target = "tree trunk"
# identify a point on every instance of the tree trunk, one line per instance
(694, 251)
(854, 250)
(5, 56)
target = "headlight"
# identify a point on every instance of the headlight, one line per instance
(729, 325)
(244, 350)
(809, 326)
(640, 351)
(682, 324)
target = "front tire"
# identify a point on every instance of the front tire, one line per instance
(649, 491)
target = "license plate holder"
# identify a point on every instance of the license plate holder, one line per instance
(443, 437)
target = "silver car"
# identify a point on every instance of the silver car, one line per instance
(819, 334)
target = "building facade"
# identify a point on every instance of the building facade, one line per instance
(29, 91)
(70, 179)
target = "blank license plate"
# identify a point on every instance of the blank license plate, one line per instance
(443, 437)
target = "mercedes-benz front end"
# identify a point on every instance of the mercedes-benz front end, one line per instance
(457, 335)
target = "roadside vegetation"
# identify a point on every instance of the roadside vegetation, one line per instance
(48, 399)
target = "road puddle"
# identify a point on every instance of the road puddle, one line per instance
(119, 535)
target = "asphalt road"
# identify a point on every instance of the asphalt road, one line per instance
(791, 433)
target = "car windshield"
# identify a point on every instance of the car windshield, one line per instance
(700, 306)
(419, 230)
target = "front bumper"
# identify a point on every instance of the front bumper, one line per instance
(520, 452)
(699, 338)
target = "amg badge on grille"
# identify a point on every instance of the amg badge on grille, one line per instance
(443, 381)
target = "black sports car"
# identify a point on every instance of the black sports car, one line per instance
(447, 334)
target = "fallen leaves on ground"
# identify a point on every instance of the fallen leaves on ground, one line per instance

━━━━━━

### REQUIREMENT
Retype all of the data shown above, word for word.

### CORRECT RESPONSE
target = "tree trunk"
# identify a point on every instance of the tree trunk, one line per instance
(694, 251)
(854, 250)
(5, 56)
target = "headlight"
# identify a point on every instance of the headlight, one line per instance
(729, 325)
(244, 350)
(809, 326)
(640, 351)
(682, 324)
target = "front tire"
# identify a point on every instance of the front tire, one line per instance
(649, 491)
target = "license plate holder"
# identify a point on every instance of the license plate holder, one line per instance
(443, 437)
target = "silver car"
# identify a point on every instance of the silver car, one line per instance
(819, 334)
target = "building facade"
# identify a point on every instance of the building facade, one line per instance
(29, 91)
(70, 179)
target = "blank license plate"
# identify a point on every instance of the blank license plate, one line per instance
(443, 437)
target = "mercedes-benz front end"
# identify a point on every instance of the mercedes-benz front end, one line per instance
(457, 335)
target = "roadside vegetation"
# identify a point on every instance of the roadside vegetation, one line per instance
(48, 399)
target = "road puddle"
# identify a point on every instance of the road puddle, one line per instance
(119, 535)
target = "asphalt road"
# identify a point on every instance of the asphalt road, one line per instance
(791, 433)
target = "car windshield"
# identify a point on every instance of the car windshield, one line per instance
(700, 306)
(419, 230)
target = "front bumper"
# identify a point on every instance of the front bumper, one line per instance
(520, 452)
(699, 338)
target = "amg badge on grille"
# identify a point on every instance of the amg badge on grille, one line per instance
(443, 381)
target = "black sports car"
# identify a point on every instance of the black sports car, one line per instance
(447, 334)
target = "fallen leaves on ground"
# identify a point on every instance of the fallen leaves on ground, one line per instance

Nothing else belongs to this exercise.